DATA:
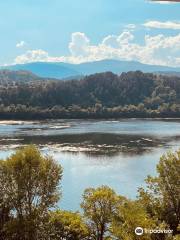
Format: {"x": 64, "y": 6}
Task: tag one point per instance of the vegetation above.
{"x": 104, "y": 95}
{"x": 29, "y": 185}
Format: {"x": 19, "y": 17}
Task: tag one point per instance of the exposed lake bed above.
{"x": 118, "y": 153}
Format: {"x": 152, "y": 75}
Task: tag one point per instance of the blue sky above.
{"x": 42, "y": 30}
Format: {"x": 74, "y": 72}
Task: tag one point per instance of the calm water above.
{"x": 93, "y": 153}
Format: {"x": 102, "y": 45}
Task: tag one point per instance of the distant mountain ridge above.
{"x": 60, "y": 70}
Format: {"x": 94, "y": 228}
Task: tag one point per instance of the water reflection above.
{"x": 93, "y": 153}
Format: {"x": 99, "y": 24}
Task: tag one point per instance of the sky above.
{"x": 78, "y": 31}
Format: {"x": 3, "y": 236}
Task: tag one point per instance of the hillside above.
{"x": 69, "y": 71}
{"x": 9, "y": 77}
{"x": 103, "y": 95}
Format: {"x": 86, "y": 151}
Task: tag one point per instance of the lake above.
{"x": 117, "y": 153}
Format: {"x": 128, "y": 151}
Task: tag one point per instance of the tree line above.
{"x": 103, "y": 95}
{"x": 30, "y": 190}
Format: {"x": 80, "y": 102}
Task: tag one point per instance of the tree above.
{"x": 64, "y": 225}
{"x": 99, "y": 206}
{"x": 162, "y": 196}
{"x": 29, "y": 181}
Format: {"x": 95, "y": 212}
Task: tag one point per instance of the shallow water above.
{"x": 93, "y": 153}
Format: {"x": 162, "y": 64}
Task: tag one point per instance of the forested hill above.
{"x": 104, "y": 95}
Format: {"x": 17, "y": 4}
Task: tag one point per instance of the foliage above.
{"x": 103, "y": 95}
{"x": 64, "y": 225}
{"x": 29, "y": 185}
{"x": 99, "y": 206}
{"x": 162, "y": 197}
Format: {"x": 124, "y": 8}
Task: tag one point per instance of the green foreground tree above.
{"x": 65, "y": 225}
{"x": 99, "y": 206}
{"x": 29, "y": 186}
{"x": 162, "y": 195}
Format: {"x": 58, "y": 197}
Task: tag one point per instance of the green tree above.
{"x": 29, "y": 181}
{"x": 99, "y": 206}
{"x": 64, "y": 225}
{"x": 162, "y": 196}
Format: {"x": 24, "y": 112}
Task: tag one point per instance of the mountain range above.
{"x": 61, "y": 70}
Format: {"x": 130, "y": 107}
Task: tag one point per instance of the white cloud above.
{"x": 159, "y": 50}
{"x": 21, "y": 44}
{"x": 79, "y": 43}
{"x": 32, "y": 56}
{"x": 163, "y": 1}
{"x": 163, "y": 25}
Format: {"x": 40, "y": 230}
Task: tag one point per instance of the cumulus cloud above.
{"x": 163, "y": 25}
{"x": 21, "y": 44}
{"x": 158, "y": 49}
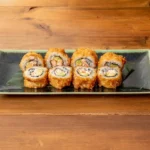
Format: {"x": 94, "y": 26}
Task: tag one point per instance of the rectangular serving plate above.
{"x": 9, "y": 65}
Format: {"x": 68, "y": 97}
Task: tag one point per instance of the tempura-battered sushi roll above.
{"x": 36, "y": 74}
{"x": 33, "y": 84}
{"x": 60, "y": 76}
{"x": 84, "y": 57}
{"x": 31, "y": 59}
{"x": 84, "y": 77}
{"x": 56, "y": 57}
{"x": 112, "y": 60}
{"x": 109, "y": 77}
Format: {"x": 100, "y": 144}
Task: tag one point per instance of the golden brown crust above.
{"x": 84, "y": 53}
{"x": 84, "y": 83}
{"x": 58, "y": 50}
{"x": 59, "y": 83}
{"x": 109, "y": 56}
{"x": 110, "y": 82}
{"x": 27, "y": 56}
{"x": 37, "y": 79}
{"x": 30, "y": 84}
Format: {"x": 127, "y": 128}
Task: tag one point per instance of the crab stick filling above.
{"x": 56, "y": 61}
{"x": 60, "y": 72}
{"x": 85, "y": 72}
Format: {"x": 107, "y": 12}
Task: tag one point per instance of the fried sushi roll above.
{"x": 31, "y": 59}
{"x": 109, "y": 77}
{"x": 36, "y": 74}
{"x": 33, "y": 84}
{"x": 84, "y": 57}
{"x": 60, "y": 76}
{"x": 84, "y": 77}
{"x": 35, "y": 77}
{"x": 56, "y": 57}
{"x": 112, "y": 60}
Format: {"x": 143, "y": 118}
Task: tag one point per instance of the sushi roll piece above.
{"x": 109, "y": 77}
{"x": 84, "y": 77}
{"x": 56, "y": 57}
{"x": 37, "y": 84}
{"x": 36, "y": 74}
{"x": 112, "y": 60}
{"x": 31, "y": 59}
{"x": 60, "y": 76}
{"x": 35, "y": 77}
{"x": 84, "y": 57}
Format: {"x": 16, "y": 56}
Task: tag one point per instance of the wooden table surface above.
{"x": 75, "y": 122}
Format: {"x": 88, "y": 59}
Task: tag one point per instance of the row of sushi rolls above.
{"x": 83, "y": 70}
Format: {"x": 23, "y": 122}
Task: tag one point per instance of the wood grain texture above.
{"x": 42, "y": 27}
{"x": 75, "y": 105}
{"x": 75, "y": 132}
{"x": 78, "y": 3}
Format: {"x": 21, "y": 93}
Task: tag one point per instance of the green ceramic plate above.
{"x": 136, "y": 75}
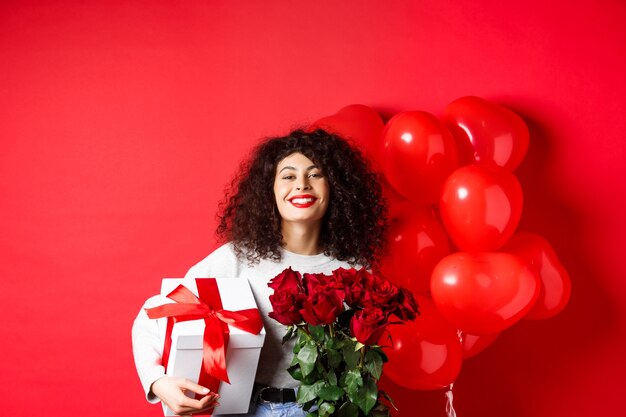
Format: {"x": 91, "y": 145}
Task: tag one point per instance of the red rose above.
{"x": 286, "y": 306}
{"x": 288, "y": 279}
{"x": 406, "y": 308}
{"x": 320, "y": 282}
{"x": 368, "y": 325}
{"x": 323, "y": 306}
{"x": 354, "y": 282}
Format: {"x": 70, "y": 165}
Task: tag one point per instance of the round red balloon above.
{"x": 487, "y": 132}
{"x": 481, "y": 206}
{"x": 483, "y": 293}
{"x": 417, "y": 241}
{"x": 473, "y": 344}
{"x": 418, "y": 154}
{"x": 426, "y": 353}
{"x": 555, "y": 281}
{"x": 359, "y": 123}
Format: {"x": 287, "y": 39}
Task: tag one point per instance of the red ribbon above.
{"x": 207, "y": 306}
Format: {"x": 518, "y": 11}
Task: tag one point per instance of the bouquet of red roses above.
{"x": 338, "y": 320}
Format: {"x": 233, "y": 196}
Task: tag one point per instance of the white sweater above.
{"x": 223, "y": 263}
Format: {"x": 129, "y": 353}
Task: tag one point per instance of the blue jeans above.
{"x": 273, "y": 410}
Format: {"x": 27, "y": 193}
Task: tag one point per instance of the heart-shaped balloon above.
{"x": 426, "y": 353}
{"x": 418, "y": 154}
{"x": 358, "y": 123}
{"x": 487, "y": 132}
{"x": 555, "y": 281}
{"x": 473, "y": 344}
{"x": 484, "y": 293}
{"x": 417, "y": 241}
{"x": 481, "y": 206}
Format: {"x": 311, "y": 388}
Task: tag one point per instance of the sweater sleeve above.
{"x": 148, "y": 348}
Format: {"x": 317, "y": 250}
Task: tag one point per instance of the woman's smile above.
{"x": 303, "y": 201}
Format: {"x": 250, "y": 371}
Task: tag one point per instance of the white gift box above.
{"x": 242, "y": 353}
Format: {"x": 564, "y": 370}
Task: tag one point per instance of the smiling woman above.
{"x": 301, "y": 193}
{"x": 327, "y": 212}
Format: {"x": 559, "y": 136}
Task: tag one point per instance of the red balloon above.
{"x": 474, "y": 344}
{"x": 417, "y": 242}
{"x": 418, "y": 155}
{"x": 487, "y": 132}
{"x": 396, "y": 203}
{"x": 555, "y": 281}
{"x": 483, "y": 293}
{"x": 359, "y": 123}
{"x": 481, "y": 206}
{"x": 426, "y": 353}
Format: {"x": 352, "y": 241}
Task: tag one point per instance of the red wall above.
{"x": 120, "y": 123}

EXERCISE DESCRIPTION: Every line above should be returned word for word, with the pictures left behind.

WRITTEN ANSWER:
Format: {"x": 64, "y": 6}
Task: tag one point per instance of the vegetation above.
{"x": 104, "y": 95}
{"x": 29, "y": 185}
Format: {"x": 19, "y": 17}
Task: tag one point per instance of the exposed lake bed above.
{"x": 118, "y": 153}
Format: {"x": 152, "y": 75}
Task: tag one point per instance of the blue sky above.
{"x": 42, "y": 30}
Format: {"x": 74, "y": 72}
Task: tag one point per instance of the calm water above.
{"x": 93, "y": 153}
Format: {"x": 102, "y": 45}
Task: tag one point per instance of the distant mountain ridge above.
{"x": 60, "y": 70}
Format: {"x": 94, "y": 228}
Task: tag one point per instance of the water reflection above.
{"x": 93, "y": 153}
Format: {"x": 99, "y": 24}
Task: tag one point per instance of the sky above.
{"x": 78, "y": 31}
Format: {"x": 3, "y": 236}
Task: tag one point per instance of the hillside above.
{"x": 69, "y": 71}
{"x": 9, "y": 77}
{"x": 103, "y": 95}
Format: {"x": 86, "y": 151}
Task: tag one point per instance of the lake above.
{"x": 117, "y": 153}
Format: {"x": 128, "y": 151}
Task: tag one point per instance of the tree line above.
{"x": 103, "y": 95}
{"x": 30, "y": 190}
Format: {"x": 80, "y": 102}
Task: tag one point per instance of the tree above.
{"x": 64, "y": 225}
{"x": 99, "y": 206}
{"x": 162, "y": 196}
{"x": 29, "y": 181}
Format: {"x": 95, "y": 212}
Task: tag one point per instance of the shallow water above.
{"x": 93, "y": 153}
Format: {"x": 162, "y": 64}
Task: tag one point per instance of the forested hill above.
{"x": 104, "y": 95}
Format: {"x": 17, "y": 4}
Task: tag one point per instance of the foliage above.
{"x": 103, "y": 95}
{"x": 64, "y": 225}
{"x": 29, "y": 185}
{"x": 99, "y": 206}
{"x": 162, "y": 197}
Format: {"x": 124, "y": 8}
Task: tag one point per instance of the green foreground tree above.
{"x": 65, "y": 225}
{"x": 99, "y": 206}
{"x": 29, "y": 186}
{"x": 162, "y": 195}
Format: {"x": 58, "y": 197}
Task: tag one point per instance of the green tree above.
{"x": 29, "y": 181}
{"x": 99, "y": 206}
{"x": 64, "y": 225}
{"x": 162, "y": 196}
Format: {"x": 24, "y": 112}
Task: tag one point per instance of the mountain range above.
{"x": 61, "y": 70}
Format: {"x": 130, "y": 107}
Task: tag one point per instance of the white cloud above.
{"x": 159, "y": 50}
{"x": 21, "y": 44}
{"x": 79, "y": 43}
{"x": 32, "y": 56}
{"x": 163, "y": 1}
{"x": 163, "y": 25}
Format: {"x": 40, "y": 230}
Task: tag one point per instance of the cumulus cloud above.
{"x": 163, "y": 25}
{"x": 21, "y": 44}
{"x": 158, "y": 49}
Format: {"x": 94, "y": 26}
Task: tag one point per instance of the rectangular serving plate above.
{"x": 9, "y": 65}
Format: {"x": 68, "y": 97}
Task: tag one point per instance of the tempura-battered sushi roll above.
{"x": 36, "y": 74}
{"x": 33, "y": 84}
{"x": 60, "y": 76}
{"x": 84, "y": 57}
{"x": 31, "y": 59}
{"x": 84, "y": 77}
{"x": 56, "y": 57}
{"x": 112, "y": 60}
{"x": 109, "y": 77}
Format: {"x": 100, "y": 144}
Task: tag one point per instance of the golden brown crust above.
{"x": 84, "y": 53}
{"x": 84, "y": 83}
{"x": 58, "y": 50}
{"x": 59, "y": 83}
{"x": 109, "y": 56}
{"x": 110, "y": 82}
{"x": 27, "y": 56}
{"x": 37, "y": 79}
{"x": 30, "y": 84}
Format: {"x": 127, "y": 128}
Task: tag one point per instance of the crab stick filling above.
{"x": 56, "y": 61}
{"x": 60, "y": 72}
{"x": 85, "y": 72}
Format: {"x": 107, "y": 12}
Task: tag one point per instance of the fried sushi roll above.
{"x": 31, "y": 59}
{"x": 109, "y": 77}
{"x": 36, "y": 74}
{"x": 33, "y": 84}
{"x": 84, "y": 57}
{"x": 60, "y": 76}
{"x": 84, "y": 77}
{"x": 35, "y": 77}
{"x": 56, "y": 57}
{"x": 112, "y": 60}
Format: {"x": 143, "y": 118}
Task: tag one point per instance of the sushi roll piece above.
{"x": 109, "y": 77}
{"x": 84, "y": 77}
{"x": 56, "y": 57}
{"x": 37, "y": 84}
{"x": 36, "y": 74}
{"x": 112, "y": 60}
{"x": 31, "y": 59}
{"x": 60, "y": 76}
{"x": 35, "y": 77}
{"x": 84, "y": 57}
Format: {"x": 16, "y": 56}
Task: tag one point per instance of the wooden table surface above.
{"x": 75, "y": 122}
Format: {"x": 88, "y": 59}
Task: tag one point per instance of the row of sushi rolls above.
{"x": 83, "y": 70}
Format: {"x": 23, "y": 122}
Task: tag one point per instance of the wood grain texture above.
{"x": 42, "y": 27}
{"x": 75, "y": 105}
{"x": 75, "y": 132}
{"x": 78, "y": 3}
Format: {"x": 21, "y": 93}
Task: tag one point per instance of the green ceramic plate above.
{"x": 136, "y": 75}
Format: {"x": 91, "y": 145}
Task: tag one point per instance of the red rose above.
{"x": 286, "y": 306}
{"x": 288, "y": 279}
{"x": 406, "y": 308}
{"x": 320, "y": 282}
{"x": 368, "y": 325}
{"x": 323, "y": 306}
{"x": 354, "y": 282}
Format: {"x": 70, "y": 165}
Task: tag one point per instance of the round red balloon above.
{"x": 487, "y": 132}
{"x": 481, "y": 206}
{"x": 483, "y": 293}
{"x": 417, "y": 241}
{"x": 473, "y": 344}
{"x": 418, "y": 154}
{"x": 426, "y": 353}
{"x": 555, "y": 281}
{"x": 359, "y": 123}
Format: {"x": 287, "y": 39}
Task: tag one point per instance of the red ribbon above.
{"x": 207, "y": 306}
Format: {"x": 518, "y": 11}
Task: tag one point per instance of the bouquet of red roses above.
{"x": 338, "y": 320}
Format: {"x": 233, "y": 196}
Task: tag one point per instance of the white sweater above.
{"x": 223, "y": 263}
Format: {"x": 129, "y": 353}
Task: tag one point per instance of the blue jeans above.
{"x": 273, "y": 410}
Format: {"x": 27, "y": 193}
Task: tag one point per instance of the heart-shaped balloon above.
{"x": 426, "y": 353}
{"x": 418, "y": 154}
{"x": 358, "y": 123}
{"x": 487, "y": 132}
{"x": 555, "y": 281}
{"x": 473, "y": 344}
{"x": 484, "y": 293}
{"x": 417, "y": 241}
{"x": 481, "y": 206}
Format: {"x": 311, "y": 388}
Task: tag one point per instance of the sweater sleeve above.
{"x": 148, "y": 348}
Format: {"x": 317, "y": 250}
Task: tag one point per instance of the woman's smile above.
{"x": 303, "y": 201}
Format: {"x": 250, "y": 371}
Task: tag one point per instance of the white gift box above.
{"x": 242, "y": 353}
Format: {"x": 564, "y": 370}
Task: tag one point per instance of the smiling woman above.
{"x": 301, "y": 193}
{"x": 327, "y": 212}
Format: {"x": 559, "y": 136}
Task: tag one point per instance of the red balloon above.
{"x": 474, "y": 344}
{"x": 417, "y": 242}
{"x": 418, "y": 155}
{"x": 487, "y": 132}
{"x": 396, "y": 203}
{"x": 555, "y": 281}
{"x": 483, "y": 293}
{"x": 359, "y": 123}
{"x": 481, "y": 206}
{"x": 426, "y": 353}
Format: {"x": 352, "y": 241}
Task: tag one point per instance of the red wall above.
{"x": 120, "y": 123}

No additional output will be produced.